◆ Text section:
▶
METHOD FOR PROCESSING AUDIO INPUT DATA AND A DEVICE THEREOF
20240276171 ยท 2024-08-15
Inventors
Cpc classification
H04S7/305
ELECTRICITY
H04S2400/09
ELECTRICITY
G10L21/02
PHYSICS
G10L21/0264
PHYSICS
International classification
Abstract
A computer-implemented method for processing audio input data into processed audio data by using an audio device comprising a microphone, a processor device and a memory holding a plurality of neural networks is presented. The plurality of neural networks are associated with different room types, wherein each room type is associated with one or more reference room acoustic metrics. The method comprises obtaining, by the microphone, room response data, wherein the room response data is reflecting room acoustics of a room in which the audio device is placed, determining, by using the processor device, the one or more room acoustic metrics based on the room response data, and selecting, by using the processor device, a matching neural network among the plurality of neural networks by comparing the one or more room acoustic metrics with the one or more reference room acoustic metrics associated with the different room types associated with the plurality of neural networks.
Claims
1. A computer-implemented method for processing audio input data into processed audio data by using an audio device comprising a microphone, a processor device and a memory holding a plurality of neural networks, wherein the plurality of neural networks are associated with different room types, wherein each room type is associated with one or more reference room acoustic metrics, said method comprising: obtaining, by the microphone, room response data, wherein the room response data is reflecting room acoustics of a room in which the audio device is placed, determining, by using the processor device, the one or more room acoustic metrics based on the room response data, selecting, by using the processor device, a matching neural network among the plurality of neural networks by comparing the one or more room acoustic metrics with the one or more reference room acoustic metrics associated with the different room types associated with the plurality of neural networks, and processing the audio input data captured by the microphone in combination with the speech data received into the processed audio data by using the matching neural network.
2. The method according to claim 1, wherein the one or more room acoustic metrics comprise reverberation time for a given frequency band or a set of frequency bands, such as RT60, a Direct-To-Reverberant Ratio (DRR) and/or Early Decay Time (EDT).
◀
◆ Material supplied:
▶
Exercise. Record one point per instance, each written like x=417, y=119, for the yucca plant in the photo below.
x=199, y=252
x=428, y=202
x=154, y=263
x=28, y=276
◀
◆ Problem requirements: In the patent text on processing audio input data, what does the microphone obtain?

◆ Reply: Room response data that reflects the room acoustics of the room in which the audio device is placed.